ТЕКСТ ДОКУМЕНТА.
---+---

Н. А. Некрасов. Полное собрание сочинений и писем в пятнадцати томах
Критика. Публицистика. Письма. Тома 11—15
Том одиннадцатый. Книга первая. Критика. Публицистика (1840—1849)
Л., Наука, 1989
Казаки. Повесть Александра Кузьмича. Две части. С.-Петербург, 1843.
правитьОчень красивая книга!.. Обертка голубая, обложенная узорочным бордюром; буквы, которыми написано заглавие, чрезвычайно пестрые, идут полукругом и оканчиваются дородною точкою, в средине которой нарисовано что-то вроде виноградного гроздия. Далее изображен почтенный старец лет восьмидесяти, задумчиво опершийся на правую руку и держащий левою раскрытый свиток, затем надпись: «Так вичной памяты бувало… С.-Петербург. 1843». Обертке конец. Перевертываем листок и находим страницу почти совсем белую; на ней одно только слово: «Казаки». Перевертываем еще страницу и встречаем опять целый титул книги с именем автора, без виньетки, но зато с прибавлением к эпиграфу нового стиха:
и подписи: «Котляревский». Надобно отдать справедливость автору: он умел удивительно искусно придать разнообразие заглавию своей книги!.. Перевертываем еще страницу и находим первую главу самого рассказа, названную «Обед у Курубки». Кто такой Курубка?.. «Курубка жил уединенно в небольшом хуторе с женою и дочерью, пользуясь всеобщей любовью соседей, казаков и своих <…> крестьян». Дочь Курубки Настенька любила Василья. Кто такой Василий?.. «Василий остался сиротою по смерти отца, знаменитого защитника Лоды-жина. Курубка призрел и воспитал сына героя, с которым жил душа в душу». У Курубки на «обеде» говорили о загадочных поступках Мазепы и решили, что он замышляет что-то недоброе. Вошел казак с письмом за гетманскою печатью. Гетман приглашал Курубку приехать в Батурин по важным войсковым делам. Письмо было самое ласковое; несмотря на то, оно не веселило Курубку; всё семейство его встревожилось. Увидя Василья из окна своей светлицы, Настасья кинулась в сад, и здесь у нее с Васильем произошел «первый» чувствительный разговор о любви и сопряженных с нею опасностях и приятствиях. «Василий с сердечным умилением глядел на заплаканные глаза Настеньки, с чувством жал ее руку. „Горькая наша доля!“ — говорила горестная Настасья, глядя на Василья глазами, полными любви. „Милая, добрая Настенька, — говорил тронутый Василий, очнувшись будто от тяжкого сна и прижимая девушку к груди своей, — лишь только прогоним врага, я прилечу, мое серденько (он сильнее сжал ее руку), стану просить тебя у твоего отца… Он не откажет?“. „Не откажет, не откажет!“ — говорила девушка, прильнув к плечу юноши».

---+---

ЧТО ТРЕБУЕТСЯ.
(1) Извлеките из рецензии на повесть «Казаки» фрагмент между словами "Н. А. Некрасов." и "Критика. Публицистика (1840—1849)", включая их самих.
(2) Куда, согласно рецензии на повесть «Казаки», гетман приглашал Курубку по важным войсковым делам?
(3) Продолжите рецензию на повесть «Казаки», начав сразу после последнего приведенного в ней предложения.

ИСХОДНЫЙ МАТЕРИАЛ.
---+---

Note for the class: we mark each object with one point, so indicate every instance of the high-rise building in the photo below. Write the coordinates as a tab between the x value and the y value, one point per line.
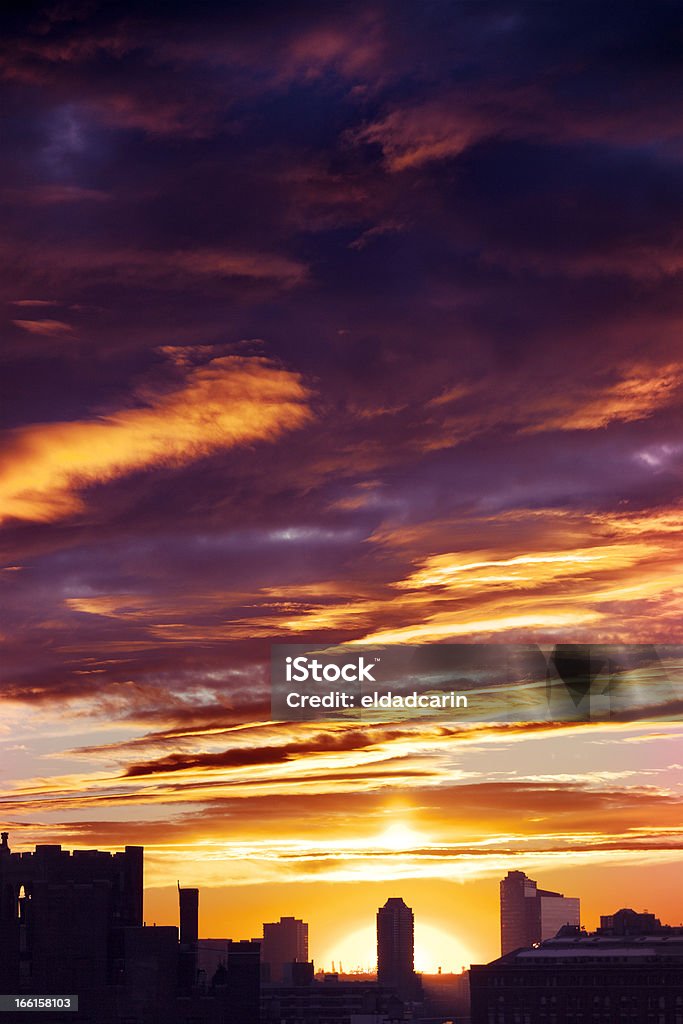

---+---

ОТВЕТЫ.
(1)
Н. А. Некрасов. Полное собрание сочинений и писем в пятнадцати томах
Критика. Публицистика. Письма. Тома 11—15
Том одиннадцатый. Книга первая. Критика. Публицистика (1840—1849)

(2) В Батурин.

(3)
Курубка воротился от гетмана совсем других мыслей, как поехал туда. Но оставим его в покое: нас призывает гораздо важнейшее обстоятельство.
«Девушка подняла на него заплаканные глаза. Вся душа ее, растерзанная горестью, полная любовью, выразилась в ее взоре. С жаром схватил Василий руку Настасьи.
— Настенька! милая моя, коханая моя! — говорил он пламенно. — Если бы ты могла видеть в моем сердце!.. Неоцененное сокровище мое! как я люблю тебя!
Он с умилением смотрел ей в лицо.
Пылким румянцем загорелись щеки красавицы. Она потупила глаза, потом вновь устремила их на Василия и долго, пристально глядела в глаза юноше.
— Ты не обманываешь? — спросила она, подавляя вздох.
— Покарай меня бог, если говорю неправду!.. Ты и святая родина — вот все мои сокровища в мире.
— Я и родина! — девушка горестно покачала головою. — „Я и родина“, — повторяла в душе Настасья и снова готова была заплакать. „Отчего же, — думала она, — отчего я люблю его более родины; больше отца и матери, сто раз больше моей жизни?“. Слезы текли неслышно по ее лицу. „Может, великий грех любить его столько?.. Знаю — великий грех… Что же делать мне с сердцем?.. Для него оно готово забыть и мать… и старого отца… всё… всё!!..“»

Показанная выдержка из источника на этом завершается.